» **Aim of the exercise**:
Exact copies are required of the lines from the line containing "baseball cap, one per instance" through the final line of the listing, both included, and of no other lines.
+++ Supplied material
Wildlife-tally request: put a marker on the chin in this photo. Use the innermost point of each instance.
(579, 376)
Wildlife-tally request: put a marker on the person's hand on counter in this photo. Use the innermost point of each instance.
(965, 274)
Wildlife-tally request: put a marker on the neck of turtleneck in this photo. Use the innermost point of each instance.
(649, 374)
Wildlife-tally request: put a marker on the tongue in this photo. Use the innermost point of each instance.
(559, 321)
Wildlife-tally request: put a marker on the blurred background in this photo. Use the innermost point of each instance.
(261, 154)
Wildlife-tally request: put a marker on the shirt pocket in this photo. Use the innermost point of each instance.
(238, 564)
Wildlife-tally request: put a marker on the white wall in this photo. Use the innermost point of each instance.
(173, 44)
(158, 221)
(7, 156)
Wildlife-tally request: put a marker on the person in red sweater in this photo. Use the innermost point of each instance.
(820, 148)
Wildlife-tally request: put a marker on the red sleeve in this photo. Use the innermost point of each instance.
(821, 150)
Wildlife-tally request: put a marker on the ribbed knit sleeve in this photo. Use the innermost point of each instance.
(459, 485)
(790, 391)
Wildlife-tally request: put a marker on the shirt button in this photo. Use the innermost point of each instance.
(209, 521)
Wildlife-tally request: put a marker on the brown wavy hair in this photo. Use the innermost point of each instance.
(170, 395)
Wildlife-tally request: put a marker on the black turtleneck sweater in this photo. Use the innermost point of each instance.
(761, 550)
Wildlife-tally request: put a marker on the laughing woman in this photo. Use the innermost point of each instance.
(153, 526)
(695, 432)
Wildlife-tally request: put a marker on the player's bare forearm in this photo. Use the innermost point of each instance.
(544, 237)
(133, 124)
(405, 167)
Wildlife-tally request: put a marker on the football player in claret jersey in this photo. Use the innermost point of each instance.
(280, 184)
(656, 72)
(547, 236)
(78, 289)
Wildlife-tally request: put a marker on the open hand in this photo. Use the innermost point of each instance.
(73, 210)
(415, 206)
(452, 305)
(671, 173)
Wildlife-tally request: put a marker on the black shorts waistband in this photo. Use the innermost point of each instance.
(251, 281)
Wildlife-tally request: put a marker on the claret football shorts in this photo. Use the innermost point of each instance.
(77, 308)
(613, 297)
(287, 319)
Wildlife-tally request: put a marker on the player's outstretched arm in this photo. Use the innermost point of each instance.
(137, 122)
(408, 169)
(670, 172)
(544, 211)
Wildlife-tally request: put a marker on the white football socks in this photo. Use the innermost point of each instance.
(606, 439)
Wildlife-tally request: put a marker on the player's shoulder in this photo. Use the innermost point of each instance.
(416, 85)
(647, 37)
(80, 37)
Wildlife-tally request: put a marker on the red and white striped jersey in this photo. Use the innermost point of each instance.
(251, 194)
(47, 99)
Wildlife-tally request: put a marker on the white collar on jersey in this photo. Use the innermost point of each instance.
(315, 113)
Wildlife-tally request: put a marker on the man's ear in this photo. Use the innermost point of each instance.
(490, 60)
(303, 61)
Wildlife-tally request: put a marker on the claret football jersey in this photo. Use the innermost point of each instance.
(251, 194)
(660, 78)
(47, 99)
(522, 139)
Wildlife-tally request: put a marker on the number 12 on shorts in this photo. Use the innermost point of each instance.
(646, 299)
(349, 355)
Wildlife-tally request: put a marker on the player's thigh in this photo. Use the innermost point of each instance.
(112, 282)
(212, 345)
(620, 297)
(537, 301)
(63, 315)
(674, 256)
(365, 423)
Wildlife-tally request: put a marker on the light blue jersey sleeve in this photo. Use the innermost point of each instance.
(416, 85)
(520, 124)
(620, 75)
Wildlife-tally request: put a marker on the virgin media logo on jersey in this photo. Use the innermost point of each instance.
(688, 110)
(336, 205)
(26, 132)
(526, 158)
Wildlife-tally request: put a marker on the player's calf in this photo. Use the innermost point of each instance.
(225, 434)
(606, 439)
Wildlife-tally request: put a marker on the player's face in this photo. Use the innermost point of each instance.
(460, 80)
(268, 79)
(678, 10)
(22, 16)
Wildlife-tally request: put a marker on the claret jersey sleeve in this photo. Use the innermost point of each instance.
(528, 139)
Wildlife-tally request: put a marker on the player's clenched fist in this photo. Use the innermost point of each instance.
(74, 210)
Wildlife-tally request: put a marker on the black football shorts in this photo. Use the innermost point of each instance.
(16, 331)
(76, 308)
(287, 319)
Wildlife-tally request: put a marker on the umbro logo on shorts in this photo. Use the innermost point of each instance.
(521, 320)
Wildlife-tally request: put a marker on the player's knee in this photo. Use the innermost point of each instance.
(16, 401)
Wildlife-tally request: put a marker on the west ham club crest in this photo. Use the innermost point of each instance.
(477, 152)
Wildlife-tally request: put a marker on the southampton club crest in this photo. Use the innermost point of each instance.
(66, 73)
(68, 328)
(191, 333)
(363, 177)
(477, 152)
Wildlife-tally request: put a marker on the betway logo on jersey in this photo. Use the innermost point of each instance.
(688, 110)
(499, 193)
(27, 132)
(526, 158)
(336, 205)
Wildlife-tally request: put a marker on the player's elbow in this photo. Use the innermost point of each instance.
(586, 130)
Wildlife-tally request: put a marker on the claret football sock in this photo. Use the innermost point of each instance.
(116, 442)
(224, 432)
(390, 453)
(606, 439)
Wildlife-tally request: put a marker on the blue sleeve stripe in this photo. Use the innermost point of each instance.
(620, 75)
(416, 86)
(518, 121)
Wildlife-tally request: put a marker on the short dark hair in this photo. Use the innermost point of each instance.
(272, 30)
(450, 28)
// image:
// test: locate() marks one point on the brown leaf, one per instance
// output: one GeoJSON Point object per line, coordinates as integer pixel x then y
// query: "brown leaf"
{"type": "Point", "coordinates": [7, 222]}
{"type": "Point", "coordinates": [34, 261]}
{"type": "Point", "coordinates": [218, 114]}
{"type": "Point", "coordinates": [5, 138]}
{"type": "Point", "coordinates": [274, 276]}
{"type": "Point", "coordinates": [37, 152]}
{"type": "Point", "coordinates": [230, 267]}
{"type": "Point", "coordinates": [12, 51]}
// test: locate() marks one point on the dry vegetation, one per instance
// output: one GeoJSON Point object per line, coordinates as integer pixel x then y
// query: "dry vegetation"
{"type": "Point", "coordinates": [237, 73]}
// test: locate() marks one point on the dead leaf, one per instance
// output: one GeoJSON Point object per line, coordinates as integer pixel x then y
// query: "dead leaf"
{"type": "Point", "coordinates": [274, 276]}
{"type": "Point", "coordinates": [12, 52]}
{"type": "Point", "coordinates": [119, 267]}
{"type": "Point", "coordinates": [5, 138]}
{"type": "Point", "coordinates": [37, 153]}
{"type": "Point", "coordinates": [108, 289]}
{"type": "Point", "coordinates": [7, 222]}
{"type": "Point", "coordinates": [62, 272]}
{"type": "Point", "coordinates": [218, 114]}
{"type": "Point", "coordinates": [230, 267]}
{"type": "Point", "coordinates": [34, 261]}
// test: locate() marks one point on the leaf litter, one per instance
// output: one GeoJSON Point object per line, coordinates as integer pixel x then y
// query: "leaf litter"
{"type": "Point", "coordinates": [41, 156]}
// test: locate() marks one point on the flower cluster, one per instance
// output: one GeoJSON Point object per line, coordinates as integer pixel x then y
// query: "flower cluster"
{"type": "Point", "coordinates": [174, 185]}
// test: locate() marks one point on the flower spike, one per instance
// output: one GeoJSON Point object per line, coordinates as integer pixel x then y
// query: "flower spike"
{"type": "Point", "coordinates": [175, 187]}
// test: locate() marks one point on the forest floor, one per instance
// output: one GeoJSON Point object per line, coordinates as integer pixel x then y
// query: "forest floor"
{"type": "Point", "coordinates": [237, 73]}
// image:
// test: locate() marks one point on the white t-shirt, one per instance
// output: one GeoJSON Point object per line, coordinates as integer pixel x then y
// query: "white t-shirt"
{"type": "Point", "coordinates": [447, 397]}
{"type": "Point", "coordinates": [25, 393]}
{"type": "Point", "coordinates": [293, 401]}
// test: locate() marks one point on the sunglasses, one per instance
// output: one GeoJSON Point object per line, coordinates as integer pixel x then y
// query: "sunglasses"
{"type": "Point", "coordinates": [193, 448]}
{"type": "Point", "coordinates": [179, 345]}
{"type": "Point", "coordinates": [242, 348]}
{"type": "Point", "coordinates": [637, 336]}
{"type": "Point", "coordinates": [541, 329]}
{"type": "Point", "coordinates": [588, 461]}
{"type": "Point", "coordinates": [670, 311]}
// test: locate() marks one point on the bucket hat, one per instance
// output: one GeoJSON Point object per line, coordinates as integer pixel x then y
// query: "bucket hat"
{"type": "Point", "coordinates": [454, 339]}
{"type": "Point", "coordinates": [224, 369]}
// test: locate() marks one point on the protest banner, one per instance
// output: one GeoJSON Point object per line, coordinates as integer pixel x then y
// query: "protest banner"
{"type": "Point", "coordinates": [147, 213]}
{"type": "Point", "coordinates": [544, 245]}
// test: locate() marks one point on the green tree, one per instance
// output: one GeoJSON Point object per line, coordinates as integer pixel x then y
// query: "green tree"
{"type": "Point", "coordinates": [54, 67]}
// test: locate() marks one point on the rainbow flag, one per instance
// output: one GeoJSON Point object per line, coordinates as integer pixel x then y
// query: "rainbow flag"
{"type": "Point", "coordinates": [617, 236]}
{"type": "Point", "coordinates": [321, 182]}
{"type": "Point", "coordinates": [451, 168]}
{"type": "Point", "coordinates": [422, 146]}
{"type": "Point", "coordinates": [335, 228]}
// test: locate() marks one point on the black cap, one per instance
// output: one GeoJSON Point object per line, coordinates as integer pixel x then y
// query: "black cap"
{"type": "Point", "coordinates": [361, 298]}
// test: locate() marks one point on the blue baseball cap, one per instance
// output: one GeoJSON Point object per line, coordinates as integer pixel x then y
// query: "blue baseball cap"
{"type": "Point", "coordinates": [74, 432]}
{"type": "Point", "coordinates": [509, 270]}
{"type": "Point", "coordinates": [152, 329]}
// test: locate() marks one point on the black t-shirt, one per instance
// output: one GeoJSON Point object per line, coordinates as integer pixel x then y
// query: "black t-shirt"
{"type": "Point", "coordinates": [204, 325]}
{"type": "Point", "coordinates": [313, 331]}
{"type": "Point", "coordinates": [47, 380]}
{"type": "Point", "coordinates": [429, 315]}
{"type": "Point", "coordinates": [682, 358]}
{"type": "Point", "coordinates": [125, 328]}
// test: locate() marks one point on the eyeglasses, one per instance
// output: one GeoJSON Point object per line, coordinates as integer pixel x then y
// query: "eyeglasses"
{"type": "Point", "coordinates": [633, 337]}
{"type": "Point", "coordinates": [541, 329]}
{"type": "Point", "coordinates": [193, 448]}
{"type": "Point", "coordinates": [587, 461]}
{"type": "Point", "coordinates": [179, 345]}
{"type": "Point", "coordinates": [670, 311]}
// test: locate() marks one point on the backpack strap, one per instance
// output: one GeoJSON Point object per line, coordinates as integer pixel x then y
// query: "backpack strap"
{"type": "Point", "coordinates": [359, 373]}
++++++
» **Answer to the problem**:
// test: locate() marks one point on the blue baseball cap, one per instance
// output: one GeoJSON Point object per line, coordinates as integer pixel x then y
// query: "blue baseball cap"
{"type": "Point", "coordinates": [74, 432]}
{"type": "Point", "coordinates": [509, 270]}
{"type": "Point", "coordinates": [152, 329]}
// test: locate() marks one point on the black t-shirt, one per instance
// output: one GeoJSON Point object per line, coordinates as integer pixel x then y
// query: "black t-shirt"
{"type": "Point", "coordinates": [204, 325]}
{"type": "Point", "coordinates": [313, 331]}
{"type": "Point", "coordinates": [47, 380]}
{"type": "Point", "coordinates": [429, 315]}
{"type": "Point", "coordinates": [682, 358]}
{"type": "Point", "coordinates": [125, 328]}
// test: locate() marks one point on the eyeglasses, one per instance
// output: one GeoJSON Point object per line, coordinates as integer pixel x then y
// query: "eyeglasses"
{"type": "Point", "coordinates": [633, 337]}
{"type": "Point", "coordinates": [541, 329]}
{"type": "Point", "coordinates": [193, 448]}
{"type": "Point", "coordinates": [587, 461]}
{"type": "Point", "coordinates": [179, 345]}
{"type": "Point", "coordinates": [670, 311]}
// test: locate() marks one point on the backpack strap, one per instance
// output: one GeoJSON Point object per line, coordinates as integer pixel x then y
// query: "backpack strap"
{"type": "Point", "coordinates": [359, 373]}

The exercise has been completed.